**Selected extract**
== Segment start ==

Oct. 25 (UPI) -- Congressional Democrats on Wednesday introduced two new healthcare bills -- one to negotiate drug prices and the other to allow individual states options to expand Medicaid.
The moves come after Democratic lawmakers have repeatedly blocked Republican efforts this year to repeal and replace the Affordable Care Act.
"Our Republican colleagues seem fixated on tearing down the healthcare system rather than building a system that actually works," said Rep. Ben Ray Lujan of New Mexico in in a statement.
Lujuan introduced the State Public Option Act, which would allow states create a public option by expanding Medicaid eligibility to any individual who wants to buy into the program.
"Our objective should be to have a competition of ideas. ... I think it's a golden age in terms of policy ideas when it comes to Democrats and health care," Sen. Brian Schatz, D-Hawaii, the bill's co-sponsor, told reporters Wednesday. "We want to make sure that people understand that we have a vision for the future."
The bill has 17 cosponsors in the Senate. Debbie Stabenow of Michigan introduced a bill earlier this year that would allow individuals to buy into Medicaid at 55.
"Our goal with this bill is simple -- to expand the availability of low-cost, high-quality health plans to all Americans by establishing a state public option through Medicaid," Lujan said. "We think our approach will positively impact Americans at all income levels in all parts of the country."
Sen. Bernie Sanders, I-Vt., who supports the legislation, has proposed single-payer government healthcare plan.
Sanders also supports new legislation introduced in the House and the Senate that would allow the Department of Health and Human Services to negotiate directly with drug companies for those in Medicare's prescription drug program.
Sanders said he hopes President Donald Trump backs the plan.
"Well the campaign is over," Sanders said at news conference. "He's president now. We need him to join us in taking on the pharmaceutical industry."
While campaigning for president in January 2016, Trump told a crowd in Farmington, N.H., that the policy on Medicare would save billions. In March, Democrat Reps. Elijah Cummings of Maryland and Peter Welch of Vermont showed Trump a draft of the bill.
In a White House readout of the meeting, Trump "expressed his desire to work" with Cummings to make drug prices more affordable but didn't mention having Medicare officials negotiate with the drug companies.
Cummings said he has written three letters without a response from the president.
"The truth is that we have made every possible effort to collaborate with you in good faith for the better part of this year," said Cummings, reading from the third letter at the news conference. "Unfortunately, our efforts were met with radio silence."
Cummings said "it has to have Trump's support, no doubt about it."
The Pharmaceutical Research and Manufacturers of America, a powerful drug industry trade group, is opposed to the legislation.
"Price controls handicap U.S. companies, threaten 4.5 million jobs and, as studies have proven, fail to legitimately improve access to medicines," Jay Taylor, PEMA's vice president of international advocacy wrote in May.

== Segment end ==

**Aim of the exercise**
Copy out the part of the article on the Democratic healthcare bills that runs from "Cummings said he" down to "to the legislation.", changing "letters" to "messages".

**Given information**
== Segment start ==

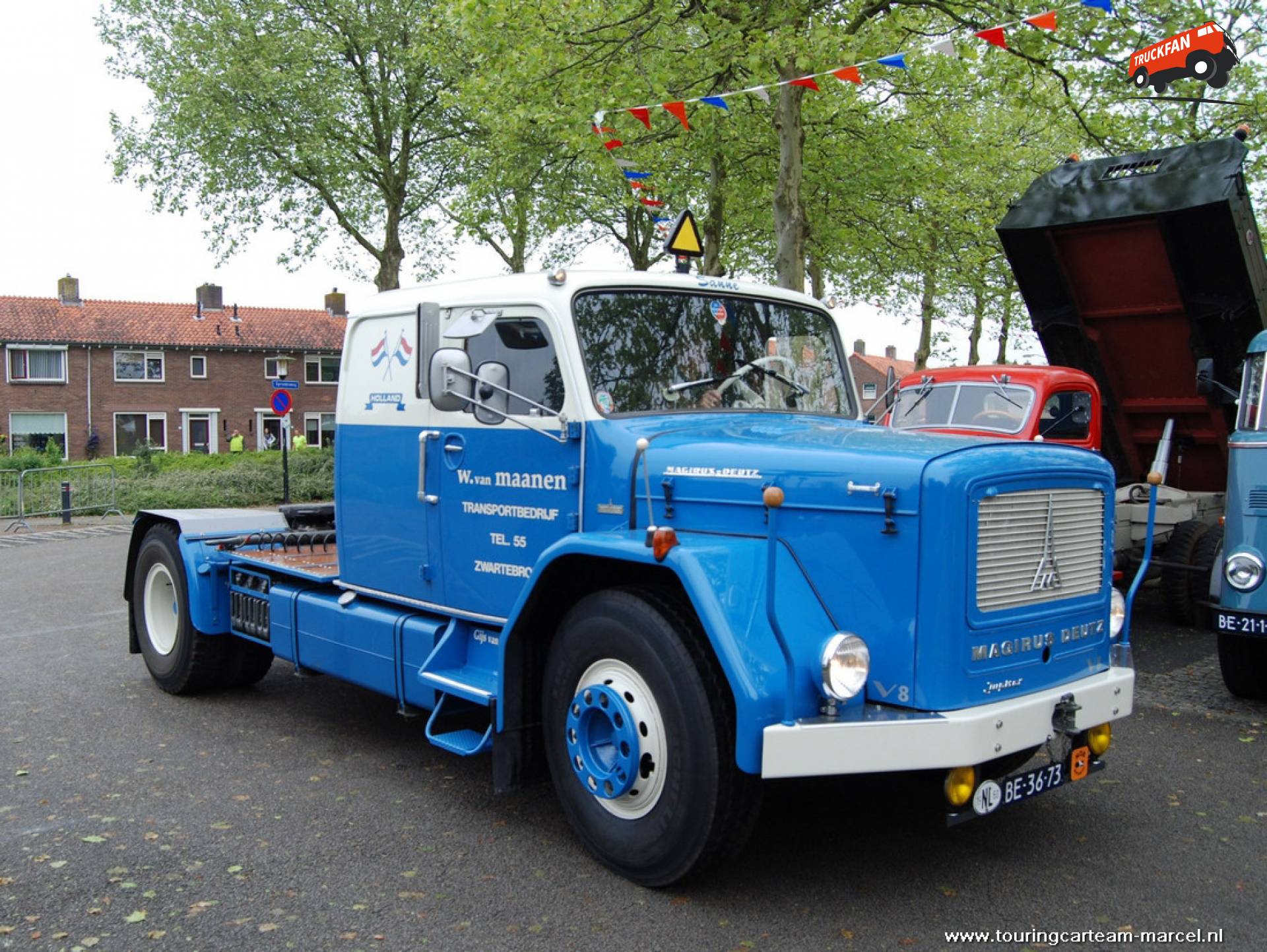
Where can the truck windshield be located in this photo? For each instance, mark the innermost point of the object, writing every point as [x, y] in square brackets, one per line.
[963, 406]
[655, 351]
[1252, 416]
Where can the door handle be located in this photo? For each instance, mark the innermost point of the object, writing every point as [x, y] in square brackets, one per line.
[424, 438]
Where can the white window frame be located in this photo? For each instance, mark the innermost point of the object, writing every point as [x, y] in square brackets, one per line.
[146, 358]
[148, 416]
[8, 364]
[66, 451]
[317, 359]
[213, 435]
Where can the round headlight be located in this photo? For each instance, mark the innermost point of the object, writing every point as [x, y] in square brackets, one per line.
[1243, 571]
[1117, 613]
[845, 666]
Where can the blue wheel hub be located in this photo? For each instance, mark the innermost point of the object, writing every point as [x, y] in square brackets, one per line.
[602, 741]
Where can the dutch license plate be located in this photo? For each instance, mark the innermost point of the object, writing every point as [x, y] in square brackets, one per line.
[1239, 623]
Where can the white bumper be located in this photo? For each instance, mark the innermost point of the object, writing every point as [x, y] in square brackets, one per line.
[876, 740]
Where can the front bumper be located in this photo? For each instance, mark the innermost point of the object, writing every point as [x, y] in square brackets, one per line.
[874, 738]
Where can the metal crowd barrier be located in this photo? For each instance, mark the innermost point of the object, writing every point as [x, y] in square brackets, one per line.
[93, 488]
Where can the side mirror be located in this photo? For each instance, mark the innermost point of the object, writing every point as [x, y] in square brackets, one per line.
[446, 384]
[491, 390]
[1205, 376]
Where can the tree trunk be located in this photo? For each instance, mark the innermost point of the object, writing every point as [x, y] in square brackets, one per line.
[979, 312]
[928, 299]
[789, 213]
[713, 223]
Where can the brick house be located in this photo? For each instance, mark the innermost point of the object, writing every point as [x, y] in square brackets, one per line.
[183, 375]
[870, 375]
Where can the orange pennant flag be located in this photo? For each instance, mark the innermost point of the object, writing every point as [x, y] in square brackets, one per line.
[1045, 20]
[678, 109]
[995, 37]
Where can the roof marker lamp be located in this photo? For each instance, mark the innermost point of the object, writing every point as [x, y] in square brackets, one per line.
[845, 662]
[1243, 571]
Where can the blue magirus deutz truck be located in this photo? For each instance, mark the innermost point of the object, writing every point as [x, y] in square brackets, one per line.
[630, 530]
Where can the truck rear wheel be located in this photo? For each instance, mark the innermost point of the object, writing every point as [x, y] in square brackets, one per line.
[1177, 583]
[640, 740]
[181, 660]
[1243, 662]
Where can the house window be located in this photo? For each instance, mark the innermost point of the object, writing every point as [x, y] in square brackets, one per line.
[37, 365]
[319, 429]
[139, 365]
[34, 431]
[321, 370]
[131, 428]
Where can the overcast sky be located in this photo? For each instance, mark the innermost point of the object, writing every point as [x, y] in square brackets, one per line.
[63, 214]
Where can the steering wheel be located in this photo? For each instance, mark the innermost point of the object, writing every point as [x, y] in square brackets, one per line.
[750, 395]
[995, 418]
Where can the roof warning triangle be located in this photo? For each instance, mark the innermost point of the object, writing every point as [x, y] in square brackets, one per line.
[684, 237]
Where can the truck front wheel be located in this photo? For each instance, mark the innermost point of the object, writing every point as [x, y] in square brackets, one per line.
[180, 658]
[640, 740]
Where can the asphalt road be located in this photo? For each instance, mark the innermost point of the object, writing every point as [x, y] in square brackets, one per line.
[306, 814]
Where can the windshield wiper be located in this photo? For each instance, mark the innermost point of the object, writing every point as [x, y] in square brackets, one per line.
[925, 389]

== Segment end ==

**Answer below**
Cummings said he has written three messages without a response from the president.
"The truth is that we have made every possible effort to collaborate with you in good faith for the better part of this year," said Cummings, reading from the third letter at the news conference. "Unfortunately, our efforts were met with radio silence."
Cummings said "it has to have Trump's support, no doubt about it."
The Pharmaceutical Research and Manufacturers of America, a powerful drug industry trade group, is opposed to the legislation.